本文抜粋.
──────

Nature Genetics 46, 1 doi: 10.1038/ng.2836

DNAのメチル化および脱メチル化は、哺乳類の細胞型ごとに異なる重要な特性である。DNAメチル化の状態を変化させ、細胞運命に変化をもたらす機序には、例えば悪性形質転換があるが、そうした機序について調べるため、マウスの精製造血幹細胞を用いて5-メチルシトシンや5-ヒドロキシメチルシトシンのゲノムワイドな位置決定を行った。その結果、メチル化のレベルが低い場所がある程度広がるゲノム領域(キャニオン)を見つけた。この領域は、転写因子をコードする遺伝子をしばしば含んだ保存された領域に広がっており、また、CpGアイランドおよびCpGアイランド周辺領域(ショア)とは別の領域であった。こうしたメチル化キャニオンに含まれる遺伝子のおよそ半分には、遺伝子発現抑制型のヒストン修飾が見られた。それに対して、残りの半分の遺伝子は発現活性化型のヒストン修飾を受け、造血幹細胞(HSC)において高発現していた。キャニオンの端(境界)は5-ヒドロキシメチルシトシンによって決定されるが、DNAメチルトランスフェラーゼ3a(Dnmt3a)が存在しない条件下ではこれが失われていた。また、キャニオンに存在する遺伝子には、ヒトの白血病において調節不全となっている遺伝子が多く含まれていた。今回新たに明らかになったエピジェネティックな修飾は、造血の一調節機構を示すものであり、白血病の発症の一因となる可能性がある。

──────

[収集したデータ項目]
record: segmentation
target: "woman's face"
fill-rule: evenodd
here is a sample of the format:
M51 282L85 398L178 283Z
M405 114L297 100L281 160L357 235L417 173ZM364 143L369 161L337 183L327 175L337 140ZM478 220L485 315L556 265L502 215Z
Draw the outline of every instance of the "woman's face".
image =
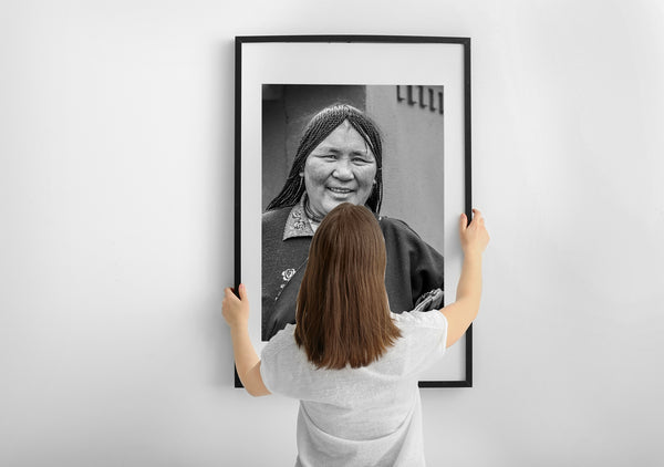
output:
M309 208L323 217L342 203L364 205L377 167L366 142L344 121L307 157L303 175Z

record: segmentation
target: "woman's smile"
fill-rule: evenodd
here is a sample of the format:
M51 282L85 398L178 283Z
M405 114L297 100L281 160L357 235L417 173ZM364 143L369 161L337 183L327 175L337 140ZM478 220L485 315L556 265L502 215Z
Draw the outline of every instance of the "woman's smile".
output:
M376 159L360 133L344 121L304 163L309 209L324 217L341 203L364 205L373 190Z

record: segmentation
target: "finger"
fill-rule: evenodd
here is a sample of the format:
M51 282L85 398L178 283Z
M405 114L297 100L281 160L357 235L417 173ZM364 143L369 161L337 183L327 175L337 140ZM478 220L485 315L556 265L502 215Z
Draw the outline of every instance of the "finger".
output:
M468 227L468 218L465 214L459 217L459 231L463 232Z

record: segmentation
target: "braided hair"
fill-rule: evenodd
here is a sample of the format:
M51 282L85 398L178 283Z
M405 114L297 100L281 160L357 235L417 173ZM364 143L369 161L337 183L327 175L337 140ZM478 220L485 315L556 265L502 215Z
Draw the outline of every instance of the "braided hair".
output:
M288 178L281 193L270 201L267 210L278 209L281 207L294 206L300 201L304 193L304 180L300 174L304 170L307 157L315 147L321 144L330 134L344 121L347 121L353 128L369 145L369 148L376 158L376 183L373 186L371 195L366 200L365 206L372 211L378 214L381 210L381 201L383 199L383 145L381 134L376 124L369 118L360 110L347 104L334 104L323 108L311 118L304 132L293 165L290 169Z

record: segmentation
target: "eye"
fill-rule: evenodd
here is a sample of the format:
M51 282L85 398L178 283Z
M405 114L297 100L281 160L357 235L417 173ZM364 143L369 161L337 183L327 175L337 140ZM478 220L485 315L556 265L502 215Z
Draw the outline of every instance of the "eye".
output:
M355 156L353 157L353 162L355 164L371 164L373 160L365 156Z

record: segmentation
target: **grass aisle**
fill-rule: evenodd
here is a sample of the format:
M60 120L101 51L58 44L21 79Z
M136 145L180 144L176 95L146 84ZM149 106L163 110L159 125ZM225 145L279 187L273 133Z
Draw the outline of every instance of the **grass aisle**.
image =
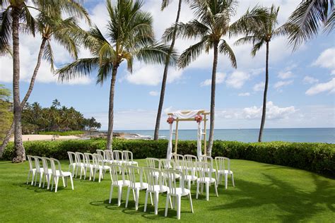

──────

演習の構成.
**A.** 本文のうち、「DNAのメチル化および脱メチ」を含む語句から始めて「症の一因となる可能性がある。」の後で止め、その範囲を一字も変えずに書き写すこと。
**B.** 本文によると、キャニオンの端(境界)は何によって決定されるか。
記録は本文とは別の資料である。

課題別の解答.
**A.**
DNAのメチル化および脱メチル化は、哺乳類の細胞型ごとに異なる重要な特性である。DNAメチル化の状態を変化させ、細胞運命に変化をもたらす機序には、例えば悪性形質転換があるが、そうした機序について調べるため、マウスの精製造血幹細胞を用いて5-メチルシトシンや5-ヒドロキシメチルシトシンのゲノムワイドな位置決定を行った。その結果、メチル化のレベルが低い場所がある程度広がるゲノム領域(キャニオン)を見つけた。この領域は、転写因子をコードする遺伝子をしばしば含んだ保存された領域に広がっており、また、CpGアイランドおよびCpGアイランド周辺領域(ショア)とは別の領域であった。こうしたメチル化キャニオンに含まれる遺伝子のおよそ半分には、遺伝子発現抑制型のヒストン修飾が見られた。それに対して、残りの半分の遺伝子は発現活性化型のヒストン修飾を受け、造血幹細胞(HSC)において高発現していた。キャニオンの端(境界)は5-ヒドロキシメチルシトシンによって決定されるが、DNAメチルトランスフェラーゼ3a(Dnmt3a)が存在しない条件下ではこれが失われていた。また、キャニオンに存在する遺伝子には、ヒトの白血病において調節不全となっている遺伝子が多く含まれていた。今回新たに明らかになったエピジェネティックな修飾は、造血の一調節機構を示すものであり、白血病の発症の一因となる可能性がある。

**B.** 5-ヒドロキシメチルシトシンによって決定される。